(OBJECTIVE): Take the material below and write it all out again exactly.
===============
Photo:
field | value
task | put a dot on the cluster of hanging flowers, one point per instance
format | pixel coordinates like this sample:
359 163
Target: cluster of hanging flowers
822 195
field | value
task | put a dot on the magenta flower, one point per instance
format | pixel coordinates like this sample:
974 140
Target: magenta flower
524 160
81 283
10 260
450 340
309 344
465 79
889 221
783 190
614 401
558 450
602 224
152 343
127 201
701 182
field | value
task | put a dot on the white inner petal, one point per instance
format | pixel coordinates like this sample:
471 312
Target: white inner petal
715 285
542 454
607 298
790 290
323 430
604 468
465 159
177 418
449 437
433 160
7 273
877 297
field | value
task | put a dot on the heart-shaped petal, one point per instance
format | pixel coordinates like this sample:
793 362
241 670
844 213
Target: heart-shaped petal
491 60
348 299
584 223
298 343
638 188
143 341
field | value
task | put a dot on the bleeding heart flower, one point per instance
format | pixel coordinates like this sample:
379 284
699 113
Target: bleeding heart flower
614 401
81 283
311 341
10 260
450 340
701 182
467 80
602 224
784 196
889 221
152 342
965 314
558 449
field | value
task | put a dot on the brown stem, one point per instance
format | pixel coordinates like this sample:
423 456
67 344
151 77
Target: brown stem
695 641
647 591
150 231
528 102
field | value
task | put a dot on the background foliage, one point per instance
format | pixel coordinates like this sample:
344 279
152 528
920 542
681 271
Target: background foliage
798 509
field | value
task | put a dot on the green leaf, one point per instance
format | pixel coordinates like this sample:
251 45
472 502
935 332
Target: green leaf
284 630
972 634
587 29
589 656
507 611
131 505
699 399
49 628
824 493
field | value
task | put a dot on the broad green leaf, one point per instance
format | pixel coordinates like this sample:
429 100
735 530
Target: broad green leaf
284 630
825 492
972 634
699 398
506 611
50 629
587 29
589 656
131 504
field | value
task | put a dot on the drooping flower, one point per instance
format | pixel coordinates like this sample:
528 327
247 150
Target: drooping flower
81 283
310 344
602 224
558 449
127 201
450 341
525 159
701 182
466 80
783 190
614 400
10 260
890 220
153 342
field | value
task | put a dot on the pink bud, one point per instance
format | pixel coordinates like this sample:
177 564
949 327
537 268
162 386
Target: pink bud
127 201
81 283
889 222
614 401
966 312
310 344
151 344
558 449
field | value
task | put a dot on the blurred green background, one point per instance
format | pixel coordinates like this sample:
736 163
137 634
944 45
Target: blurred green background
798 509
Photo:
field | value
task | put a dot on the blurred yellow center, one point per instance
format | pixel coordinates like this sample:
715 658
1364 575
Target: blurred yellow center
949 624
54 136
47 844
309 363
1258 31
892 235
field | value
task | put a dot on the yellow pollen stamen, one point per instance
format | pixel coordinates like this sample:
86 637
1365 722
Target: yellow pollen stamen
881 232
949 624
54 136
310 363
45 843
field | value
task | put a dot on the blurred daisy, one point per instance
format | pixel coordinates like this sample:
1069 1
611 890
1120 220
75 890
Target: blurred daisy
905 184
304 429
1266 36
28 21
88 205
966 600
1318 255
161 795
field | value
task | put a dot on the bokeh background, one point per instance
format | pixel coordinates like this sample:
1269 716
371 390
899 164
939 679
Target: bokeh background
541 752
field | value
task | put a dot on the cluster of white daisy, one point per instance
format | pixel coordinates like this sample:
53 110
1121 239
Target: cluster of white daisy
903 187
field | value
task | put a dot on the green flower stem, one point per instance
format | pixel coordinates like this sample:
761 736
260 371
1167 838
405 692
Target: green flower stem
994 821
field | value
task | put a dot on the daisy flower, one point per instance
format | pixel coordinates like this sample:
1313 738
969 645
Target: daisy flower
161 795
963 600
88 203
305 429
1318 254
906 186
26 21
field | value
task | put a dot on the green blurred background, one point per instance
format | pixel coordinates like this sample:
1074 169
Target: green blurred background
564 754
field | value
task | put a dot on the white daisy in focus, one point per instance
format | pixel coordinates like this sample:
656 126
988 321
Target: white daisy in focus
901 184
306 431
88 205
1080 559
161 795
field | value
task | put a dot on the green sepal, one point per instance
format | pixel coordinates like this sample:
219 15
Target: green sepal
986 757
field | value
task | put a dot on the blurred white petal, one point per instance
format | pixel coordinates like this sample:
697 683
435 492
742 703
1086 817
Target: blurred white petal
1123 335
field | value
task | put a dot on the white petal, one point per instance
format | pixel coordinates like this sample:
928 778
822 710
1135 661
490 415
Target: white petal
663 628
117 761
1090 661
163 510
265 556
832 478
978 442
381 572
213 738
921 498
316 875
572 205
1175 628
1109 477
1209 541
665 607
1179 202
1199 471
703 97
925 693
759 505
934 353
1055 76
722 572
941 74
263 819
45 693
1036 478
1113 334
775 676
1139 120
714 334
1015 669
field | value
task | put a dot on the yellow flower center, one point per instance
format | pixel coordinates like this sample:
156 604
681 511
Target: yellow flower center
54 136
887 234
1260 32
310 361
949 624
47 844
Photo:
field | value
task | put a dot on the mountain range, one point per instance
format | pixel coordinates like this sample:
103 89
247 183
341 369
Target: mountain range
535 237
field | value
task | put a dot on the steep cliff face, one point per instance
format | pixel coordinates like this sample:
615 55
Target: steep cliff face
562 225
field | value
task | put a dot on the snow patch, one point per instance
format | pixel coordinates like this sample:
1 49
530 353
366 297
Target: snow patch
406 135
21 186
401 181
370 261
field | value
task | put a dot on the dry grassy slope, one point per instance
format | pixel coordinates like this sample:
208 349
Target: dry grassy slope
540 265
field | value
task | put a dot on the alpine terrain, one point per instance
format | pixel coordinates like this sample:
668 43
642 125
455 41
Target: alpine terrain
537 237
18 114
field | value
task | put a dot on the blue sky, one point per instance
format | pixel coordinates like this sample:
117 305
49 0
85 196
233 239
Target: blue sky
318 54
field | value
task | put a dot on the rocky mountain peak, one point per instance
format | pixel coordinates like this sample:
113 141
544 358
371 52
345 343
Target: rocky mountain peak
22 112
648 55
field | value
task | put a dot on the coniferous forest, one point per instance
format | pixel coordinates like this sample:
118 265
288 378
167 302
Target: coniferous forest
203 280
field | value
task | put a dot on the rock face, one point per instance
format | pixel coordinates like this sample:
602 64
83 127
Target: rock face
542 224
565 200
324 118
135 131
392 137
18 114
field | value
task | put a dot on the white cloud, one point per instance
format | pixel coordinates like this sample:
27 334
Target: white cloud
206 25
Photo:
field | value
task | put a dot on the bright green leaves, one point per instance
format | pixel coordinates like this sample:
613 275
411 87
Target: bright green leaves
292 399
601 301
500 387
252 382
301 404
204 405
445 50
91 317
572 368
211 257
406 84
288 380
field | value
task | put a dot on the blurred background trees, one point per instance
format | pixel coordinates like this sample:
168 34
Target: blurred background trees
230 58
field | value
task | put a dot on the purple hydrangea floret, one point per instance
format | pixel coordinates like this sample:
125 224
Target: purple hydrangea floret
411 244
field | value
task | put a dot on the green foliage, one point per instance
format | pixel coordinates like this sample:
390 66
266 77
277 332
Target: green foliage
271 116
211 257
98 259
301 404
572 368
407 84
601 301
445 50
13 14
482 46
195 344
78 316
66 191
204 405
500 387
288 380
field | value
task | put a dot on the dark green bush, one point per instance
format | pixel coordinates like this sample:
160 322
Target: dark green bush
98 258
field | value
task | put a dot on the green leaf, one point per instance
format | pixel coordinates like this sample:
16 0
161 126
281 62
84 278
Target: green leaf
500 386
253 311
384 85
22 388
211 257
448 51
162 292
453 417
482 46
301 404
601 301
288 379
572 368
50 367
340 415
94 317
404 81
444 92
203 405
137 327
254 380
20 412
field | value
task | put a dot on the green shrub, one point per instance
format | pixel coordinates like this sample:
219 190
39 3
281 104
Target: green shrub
===============
(RESULT OF THIS TASK):
Photo:
field | value
task | put a dot on the cluster of hanging flowers, one point per instance
format | pixel coordinates like this sample:
359 163
Target: cluster of hanging flowers
822 195
field | value
task | put a dot on the magenta flower, one point per instance
format | pixel coordinates like this sample:
974 140
Target: magenta flower
524 160
81 283
10 260
450 340
309 344
465 79
889 221
783 190
614 401
558 450
602 224
152 343
127 201
701 182
field | value
task | put a dot on the white inner petal, one point per instance
format | pixel coordinates like this sample:
471 312
Target: white inner petal
715 285
542 454
607 298
790 290
323 430
604 468
465 159
177 418
449 437
433 160
7 273
877 297
field | value
task | put a dot on the heart-shaped petal, one point per instance
format | pixel coordinates like this sample:
793 362
241 670
844 213
Target: heart-shaped petal
491 60
348 299
584 223
298 343
638 188
143 341
field | value
task | put a dot on the bleeding heart flower, one point per instance
format | pixel coordinates like this sample:
379 284
699 113
Target: bleeding heart flower
614 401
81 283
311 341
10 260
450 340
701 182
467 80
602 224
784 196
889 221
152 342
965 314
558 449
field | value
task | put a dot on the brown stem, one point per instance
format | pixel coordinates like this sample:
423 456
67 344
151 77
Target: brown stem
695 641
647 591
150 231
528 102
field | value
task | put a dot on the background foliage, one point per instance
format | pixel coordinates like this sample:
344 279
152 528
920 542
681 271
Target: background foliage
798 509
field | value
task | put a dot on the green leaf, one point per instance
format | pixel coordinates like this sample:
251 45
472 502
935 332
Target: green leaf
284 630
972 634
587 29
589 656
507 611
131 505
699 399
49 628
824 493
field | value
task | put a dot on the broad green leaf, one point per instance
format | pixel coordinates like this sample:
429 100
735 530
Target: broad green leaf
284 630
825 492
972 634
699 398
506 611
50 629
587 29
589 656
131 504
field | value
task | put a dot on the drooping flower, one point per instance
format | pixel coordinates like this sample:
528 327
247 150
Target: drooping flower
81 283
310 344
602 224
558 449
127 201
450 341
525 159
701 182
466 80
783 190
614 400
10 260
890 220
153 342
field | value
task | put a dot on the pink bud, one point per instance
format | pixel coordinates like this sample:
177 564
949 327
537 268
162 386
Target: pink bud
127 201
81 283
889 222
614 401
966 312
310 344
151 344
558 449
field | value
task | put a dot on the blurred green background, one point per instance
format | pixel coordinates like this sample:
736 163
137 634
944 45
Target: blurred green background
798 509
Photo:
field | value
task | put a dot on the blurred yellow center, one point per instance
format | pixel coordinates like this sample:
715 658
1364 575
Target: blurred yellow center
949 624
54 136
47 844
309 363
1258 31
892 235
field | value
task | put a dot on the yellow pollen stamen, one point per instance
format | pixel coordinates like this sample:
86 637
1365 722
Target: yellow pollen stamen
881 232
949 624
54 136
310 363
45 843
field | value
task | put a dot on the blurred daisy, one point per instance
format | pixel coordinates like this sample:
1069 1
611 890
1120 220
75 890
Target: blurred daisy
905 184
304 429
1266 36
28 21
88 205
966 600
1318 255
161 795
field | value
task | put a dot on the bokeh background, one point per instance
format | pixel coordinates like this sample:
1269 716
371 390
899 164
939 679
Target: bokeh background
541 752
field | value
task | put a dot on the cluster of white daisy, one point per instance
format | pixel coordinates like this sample:
53 110
1121 239
Target: cluster of white daisy
903 187
field | value
task | put a dot on the green flower stem, one point per instance
format | pixel coordinates like this sample:
761 736
260 371
1167 838
405 692
Target: green flower stem
994 821
field | value
task | put a dot on the daisy flower, one point per instance
format | pixel coordinates like this sample:
1313 738
969 645
Target: daisy flower
161 795
963 600
88 203
305 429
1318 254
906 186
26 21
field | value
task | put a dot on the green blurred background, one point per instance
format | pixel coordinates like this sample:
1074 169
Target: green blurred background
564 754
field | value
task | put a dot on the white daisy in focus, one point per instance
format | pixel coordinates like this sample:
656 126
988 321
Target: white daisy in focus
901 184
306 431
88 205
1080 559
161 795
field | value
task | put a dot on the green sepal, one point per instance
format | pixel coordinates like this sample:
219 15
Target: green sepal
986 757
field | value
task | put a dot on the blurred white petal, one point per instance
format | pixel coordinates like this sample:
697 683
435 492
742 703
1086 817
Target: blurred white petal
1123 335
field | value
task | put a dot on the white petal, one point per instance
format | pixel coordinates like this sample:
928 778
822 710
1135 661
490 415
Target: white petal
663 628
117 761
1090 661
163 510
265 556
832 478
978 442
381 572
213 738
921 498
316 875
572 205
1175 628
1109 477
1209 541
665 607
1179 202
1199 471
703 97
925 693
759 505
934 353
1055 76
722 572
941 74
263 819
45 693
1036 478
1113 334
775 676
1139 120
714 334
1015 669
field | value
task | put a dot on the yellow flower center, one point per instance
format | pixel coordinates like this sample:
156 604
681 511
Target: yellow flower center
54 136
887 234
1260 32
310 361
949 624
47 844
Photo:
field | value
task | put a dot on the mountain range, one point per instance
format | pixel coordinates like this sample:
103 89
247 183
341 369
Target: mountain range
535 237
field | value
task | put a dot on the steep cliff face, one point per instance
format | pixel coordinates like this sample:
615 55
Target: steep cliff face
562 225
field | value
task | put a dot on the snow patch, one point per instance
format | pixel coordinates like this sample:
1 49
530 353
366 297
Target: snow patch
406 135
21 186
401 181
370 261
field | value
task | put a dot on the dry grassy slope, one point per instance
format | pixel coordinates like this sample:
208 349
Target: dry grassy slope
540 265
field | value
task | put a dot on the alpine terrain, one point per instance
format | pixel coordinates like this sample:
668 43
642 125
455 41
Target: alpine terrain
537 237
18 114
field | value
task | put a dot on the blue sky, one point per instance
format | pixel coordinates like this sample:
117 305
49 0
85 196
233 239
Target: blue sky
318 54
field | value
task | put a dot on the rocky mountain peak, one point per instance
format | pixel coordinates like this sample:
113 141
544 358
371 52
345 343
Target: rocky mountain peak
22 112
648 55
field | value
task | put a dot on the coniferous forest, one point per instance
format | pixel coordinates like this sample:
118 265
288 378
167 302
Target: coniferous forest
203 280
field | value
task | put a dot on the rock face, one point per instance
format | pixel coordinates like this sample:
602 64
83 127
Target: rock face
542 224
565 200
324 118
135 131
392 137
18 114
field | value
task | put a dot on the white cloud, one point per instance
format | pixel coordinates like this sample:
27 334
Target: white cloud
206 25
Photo:
field | value
task | put a dot on the bright green leaves, one point per instance
format | pixel coordinates like this sample:
613 275
411 87
Target: bright green leaves
292 399
601 301
500 387
252 382
301 404
204 405
445 50
91 317
572 368
211 257
406 84
288 380
field | value
task | put a dot on the blurred background trees, one point per instance
format | pixel coordinates like this sample:
168 34
Target: blurred background trees
230 58
field | value
task | put a dot on the purple hydrangea floret, one point per instance
format | pixel coordinates like this sample:
125 224
Target: purple hydrangea floret
411 244
field | value
task | put a dot on the green foliage, one point per instance
format | pixel coordinates like this sample:
390 66
266 77
277 332
Target: green foliage
271 116
211 257
98 259
301 404
572 368
407 84
601 301
445 50
13 14
482 46
195 344
78 316
66 191
204 405
500 387
288 380
field | value
task | put a dot on the dark green bush, one point per instance
format | pixel coordinates like this sample:
160 322
Target: dark green bush
98 258
field | value
task | put a dot on the green leaf, one point per instance
format | pixel coordinates like this sample:
16 0
161 126
281 62
84 278
Target: green leaf
500 386
253 311
384 85
22 388
211 257
448 51
162 292
453 417
482 46
301 404
601 301
288 379
572 368
50 367
340 415
94 317
404 81
444 92
203 405
137 327
254 380
20 412
field | value
task | put a dot on the green shrub, one point per instance
format | pixel coordinates like this sample:
219 190
39 3
281 104
Target: green shrub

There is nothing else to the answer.